EXERCISE TASK A. In the records, take the part that opens with the line containing "Where can the green grass" and closes with the line containing "[[197, 151]]". Write those lines out again with "concrete step" switched to "stone step", leaving everything else unchanged, and give only those lines.

As mentioned before, Texas beaches are considered "Public" and as a roadway. Only street legal vehicles are legal. And all other laws on our roads apply to the beaches. Seat belts, open containers and be carefull about the speed limits.

It's 10 mph on Galvetraz.


----------



## Bobby (May 21, 2004)

It seems that they always work on them on the beach. Looks like they would have them running good before they brought them to the beach.:rotfl:


----------



## boom! (Jul 10, 2004)

:hairout:

I got nothing, i just never have used the little mad dude....


----------



## Pasadena1944 (Mar 20, 2010)

FlatoutFishin said:


> Then theres those **** waverunner/ jet ski things that keep tearing the waves up so we don't get to enjoy them. Where's the justice!:hairout:
> 
> I think its been like that now for.......at least 25 years! But I see your point.


I wouldn't mind paying maybe $2.00 to park if it is used to clean the beaches... It's just that I remember when the beaches were *open and free* to the public...


----------



## ShadMan (May 21, 2004)

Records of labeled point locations

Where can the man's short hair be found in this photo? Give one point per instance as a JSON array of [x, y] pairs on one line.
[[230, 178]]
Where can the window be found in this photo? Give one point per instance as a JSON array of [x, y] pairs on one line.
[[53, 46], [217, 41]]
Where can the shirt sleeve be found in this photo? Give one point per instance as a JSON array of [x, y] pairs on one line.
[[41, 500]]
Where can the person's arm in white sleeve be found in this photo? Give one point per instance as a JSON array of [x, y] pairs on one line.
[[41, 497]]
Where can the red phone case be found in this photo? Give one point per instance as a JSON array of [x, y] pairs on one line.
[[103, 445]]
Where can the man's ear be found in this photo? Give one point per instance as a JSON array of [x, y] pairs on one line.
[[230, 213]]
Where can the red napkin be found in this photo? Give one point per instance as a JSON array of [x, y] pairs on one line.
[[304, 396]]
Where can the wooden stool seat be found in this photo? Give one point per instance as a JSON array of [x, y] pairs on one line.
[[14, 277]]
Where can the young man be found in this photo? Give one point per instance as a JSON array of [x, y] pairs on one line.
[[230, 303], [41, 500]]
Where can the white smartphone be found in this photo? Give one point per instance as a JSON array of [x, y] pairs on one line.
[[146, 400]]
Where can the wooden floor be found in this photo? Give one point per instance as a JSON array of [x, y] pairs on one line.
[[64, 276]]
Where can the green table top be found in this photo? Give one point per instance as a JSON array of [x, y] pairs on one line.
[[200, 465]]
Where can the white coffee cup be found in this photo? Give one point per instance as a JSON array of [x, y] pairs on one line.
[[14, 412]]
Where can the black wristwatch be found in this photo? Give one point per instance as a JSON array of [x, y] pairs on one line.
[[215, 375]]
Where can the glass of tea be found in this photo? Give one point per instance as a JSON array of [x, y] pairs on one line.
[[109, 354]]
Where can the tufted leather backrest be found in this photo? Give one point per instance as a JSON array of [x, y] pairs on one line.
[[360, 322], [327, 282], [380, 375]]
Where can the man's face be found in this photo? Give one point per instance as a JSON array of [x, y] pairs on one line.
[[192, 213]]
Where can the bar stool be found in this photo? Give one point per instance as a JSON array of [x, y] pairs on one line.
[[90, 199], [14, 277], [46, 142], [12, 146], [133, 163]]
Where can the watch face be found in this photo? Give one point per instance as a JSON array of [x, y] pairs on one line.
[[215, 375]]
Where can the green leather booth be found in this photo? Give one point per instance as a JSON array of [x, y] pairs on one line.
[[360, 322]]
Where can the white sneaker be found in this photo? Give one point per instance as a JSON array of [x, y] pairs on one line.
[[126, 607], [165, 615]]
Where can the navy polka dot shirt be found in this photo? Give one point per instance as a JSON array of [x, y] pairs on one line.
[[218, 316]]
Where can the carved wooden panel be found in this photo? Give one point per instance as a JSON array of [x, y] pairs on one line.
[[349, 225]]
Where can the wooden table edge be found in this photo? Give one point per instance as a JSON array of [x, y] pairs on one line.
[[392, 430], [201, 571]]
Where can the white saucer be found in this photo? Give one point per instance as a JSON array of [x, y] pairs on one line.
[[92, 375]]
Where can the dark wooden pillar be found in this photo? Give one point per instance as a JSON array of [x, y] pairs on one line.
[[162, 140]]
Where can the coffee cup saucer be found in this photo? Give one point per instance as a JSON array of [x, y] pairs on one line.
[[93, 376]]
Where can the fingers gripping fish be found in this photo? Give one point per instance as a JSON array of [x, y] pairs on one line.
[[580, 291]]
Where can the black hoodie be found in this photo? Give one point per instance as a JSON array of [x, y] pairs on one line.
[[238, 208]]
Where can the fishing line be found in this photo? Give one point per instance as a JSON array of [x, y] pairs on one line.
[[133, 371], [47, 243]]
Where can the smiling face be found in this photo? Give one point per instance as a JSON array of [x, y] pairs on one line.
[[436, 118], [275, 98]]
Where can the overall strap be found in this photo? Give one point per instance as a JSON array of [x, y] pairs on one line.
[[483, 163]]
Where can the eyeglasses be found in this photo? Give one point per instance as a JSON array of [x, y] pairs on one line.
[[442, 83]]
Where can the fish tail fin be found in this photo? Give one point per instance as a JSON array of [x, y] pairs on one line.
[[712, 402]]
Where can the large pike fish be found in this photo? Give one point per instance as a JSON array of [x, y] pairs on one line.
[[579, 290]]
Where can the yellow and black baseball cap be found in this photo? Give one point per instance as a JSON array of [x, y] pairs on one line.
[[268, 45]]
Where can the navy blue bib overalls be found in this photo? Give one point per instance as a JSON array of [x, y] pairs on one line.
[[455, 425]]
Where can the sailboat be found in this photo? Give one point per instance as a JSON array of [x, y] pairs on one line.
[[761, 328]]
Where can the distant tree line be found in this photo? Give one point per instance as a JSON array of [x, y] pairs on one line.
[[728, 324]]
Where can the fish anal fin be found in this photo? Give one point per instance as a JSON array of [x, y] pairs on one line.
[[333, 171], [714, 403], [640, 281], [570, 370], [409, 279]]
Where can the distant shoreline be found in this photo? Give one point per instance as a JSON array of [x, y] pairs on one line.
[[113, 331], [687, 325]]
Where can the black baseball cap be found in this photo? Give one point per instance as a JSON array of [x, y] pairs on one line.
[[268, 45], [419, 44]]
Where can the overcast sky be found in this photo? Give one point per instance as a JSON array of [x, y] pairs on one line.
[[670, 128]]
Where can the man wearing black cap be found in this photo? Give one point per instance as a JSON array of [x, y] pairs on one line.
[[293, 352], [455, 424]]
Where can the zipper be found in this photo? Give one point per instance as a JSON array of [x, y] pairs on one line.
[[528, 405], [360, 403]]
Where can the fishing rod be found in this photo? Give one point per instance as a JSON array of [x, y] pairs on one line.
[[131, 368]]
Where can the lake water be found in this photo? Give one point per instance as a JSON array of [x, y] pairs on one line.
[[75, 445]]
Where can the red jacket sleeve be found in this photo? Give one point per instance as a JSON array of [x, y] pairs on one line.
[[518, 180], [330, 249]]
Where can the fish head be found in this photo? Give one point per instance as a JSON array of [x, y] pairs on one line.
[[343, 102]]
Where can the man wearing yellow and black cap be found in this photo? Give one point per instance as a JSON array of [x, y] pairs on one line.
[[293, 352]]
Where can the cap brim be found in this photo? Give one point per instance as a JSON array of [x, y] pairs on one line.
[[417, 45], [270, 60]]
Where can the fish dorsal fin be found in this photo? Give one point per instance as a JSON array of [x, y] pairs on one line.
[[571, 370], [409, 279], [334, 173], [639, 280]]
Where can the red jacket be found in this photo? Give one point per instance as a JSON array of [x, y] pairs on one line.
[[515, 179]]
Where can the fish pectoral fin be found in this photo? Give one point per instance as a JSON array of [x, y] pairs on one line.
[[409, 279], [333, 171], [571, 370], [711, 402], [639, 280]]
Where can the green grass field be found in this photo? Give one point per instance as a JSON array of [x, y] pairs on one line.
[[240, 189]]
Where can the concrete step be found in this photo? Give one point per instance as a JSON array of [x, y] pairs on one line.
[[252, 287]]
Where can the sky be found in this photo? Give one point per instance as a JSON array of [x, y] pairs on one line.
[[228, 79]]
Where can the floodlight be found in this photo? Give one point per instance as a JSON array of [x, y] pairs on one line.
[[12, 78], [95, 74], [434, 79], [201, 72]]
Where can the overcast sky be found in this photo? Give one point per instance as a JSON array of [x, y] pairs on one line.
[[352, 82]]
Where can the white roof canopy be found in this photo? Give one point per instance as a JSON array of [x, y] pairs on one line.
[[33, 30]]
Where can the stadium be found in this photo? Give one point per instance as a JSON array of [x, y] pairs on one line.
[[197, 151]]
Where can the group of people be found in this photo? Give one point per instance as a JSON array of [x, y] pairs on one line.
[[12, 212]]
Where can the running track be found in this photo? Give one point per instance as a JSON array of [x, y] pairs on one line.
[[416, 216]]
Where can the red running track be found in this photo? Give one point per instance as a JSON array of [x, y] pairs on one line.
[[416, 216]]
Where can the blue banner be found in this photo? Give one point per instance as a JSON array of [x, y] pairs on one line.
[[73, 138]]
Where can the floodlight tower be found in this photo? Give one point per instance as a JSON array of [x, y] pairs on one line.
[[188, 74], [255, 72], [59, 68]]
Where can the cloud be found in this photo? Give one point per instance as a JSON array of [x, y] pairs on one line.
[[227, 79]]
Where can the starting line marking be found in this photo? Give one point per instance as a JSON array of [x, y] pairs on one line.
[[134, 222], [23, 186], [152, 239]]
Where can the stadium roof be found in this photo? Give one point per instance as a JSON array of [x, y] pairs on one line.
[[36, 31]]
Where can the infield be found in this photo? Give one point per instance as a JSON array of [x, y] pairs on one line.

EXERCISE TASK B.
Answer these questions from the forum thread on Texas beaches:
(i) What is the speed limit on Galvetraz?
(ii) How much would Pasadena1944 be willing to pay to park if the money were used to clean the beaches?
(iii) Which vehicles are legal on Texas beaches?

FULL RESPONSE A.
Where can the green grass field be found in this photo? Give one point per instance as a JSON array of [x, y] pairs on one line.
[[240, 189]]
Where can the stone step be found in this photo? Give one point per instance as a JSON array of [x, y] pairs on one line.
[[252, 287]]
Where can the sky be found in this photo? Give one point per instance as a JSON array of [x, y] pairs on one line.
[[228, 79]]
Where can the floodlight be found in this photo? Give one point per instance as a JSON array of [x, y] pairs on one line.
[[12, 78], [95, 74], [434, 79], [201, 72]]
Where can the overcast sky be found in this photo? Give one point per instance as a JSON array of [x, y] pairs on one line.
[[352, 82]]
Where can the white roof canopy be found in this photo? Give one point per instance as a JSON array of [x, y] pairs on one line.
[[33, 30]]
Where can the stadium be found in this photo? Give one point per instance as a JSON array of [x, y] pairs on one line.
[[197, 151]]

FULL RESPONSE B.
(i) 10 mph.
(ii) $2.00.
(iii) Only street legal vehicles.